___ GIVEN ENTRIES

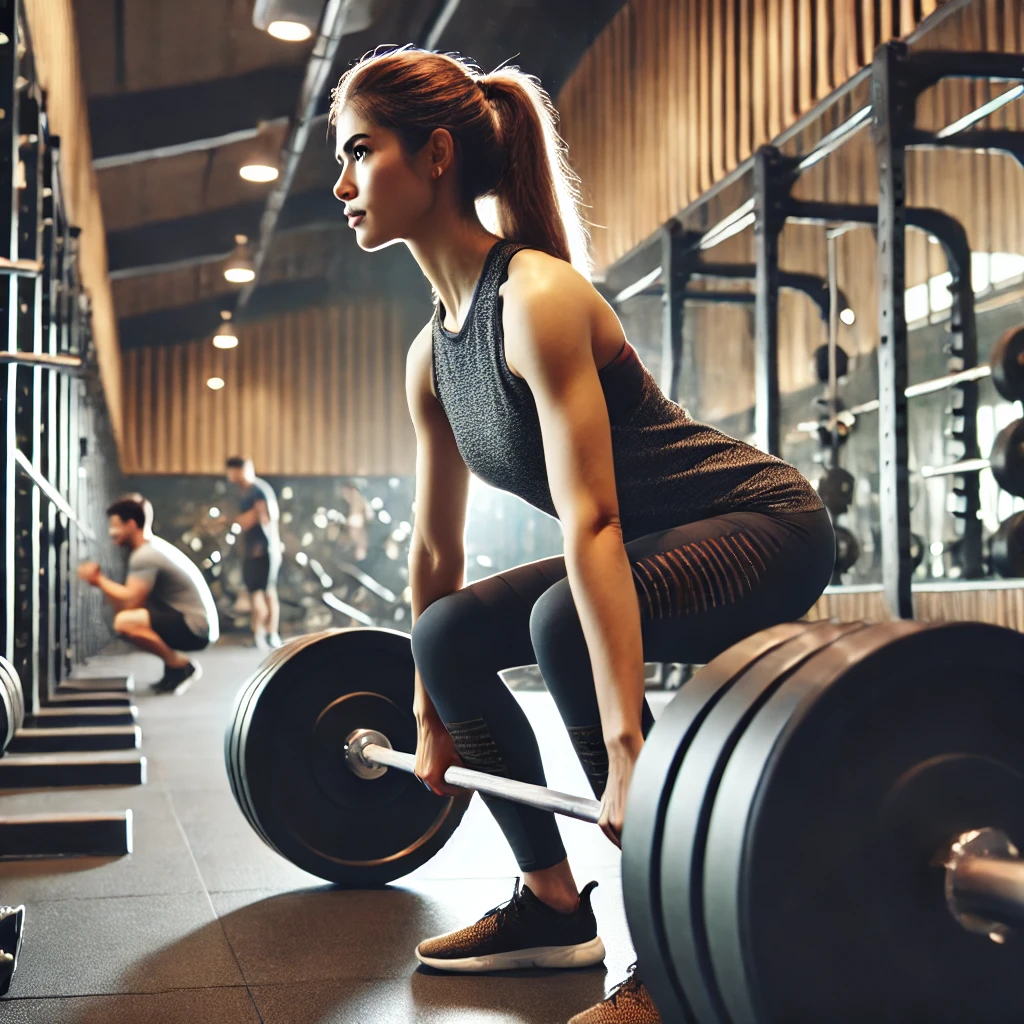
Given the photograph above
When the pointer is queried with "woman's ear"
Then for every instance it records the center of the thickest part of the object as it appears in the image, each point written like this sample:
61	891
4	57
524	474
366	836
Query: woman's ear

______

Swap "pointer" for "annotation tool" throughout these rows and leave every other word unchanged. Leave the pictures out of your answer.

Given the photograph above
When the annotation tool is queried with "woman's ear"
Then for every instance it records the center of the thickest part of the object as it appears in the image, each point written like this sample:
61	891
4	57
524	474
366	836
Query: woman's ear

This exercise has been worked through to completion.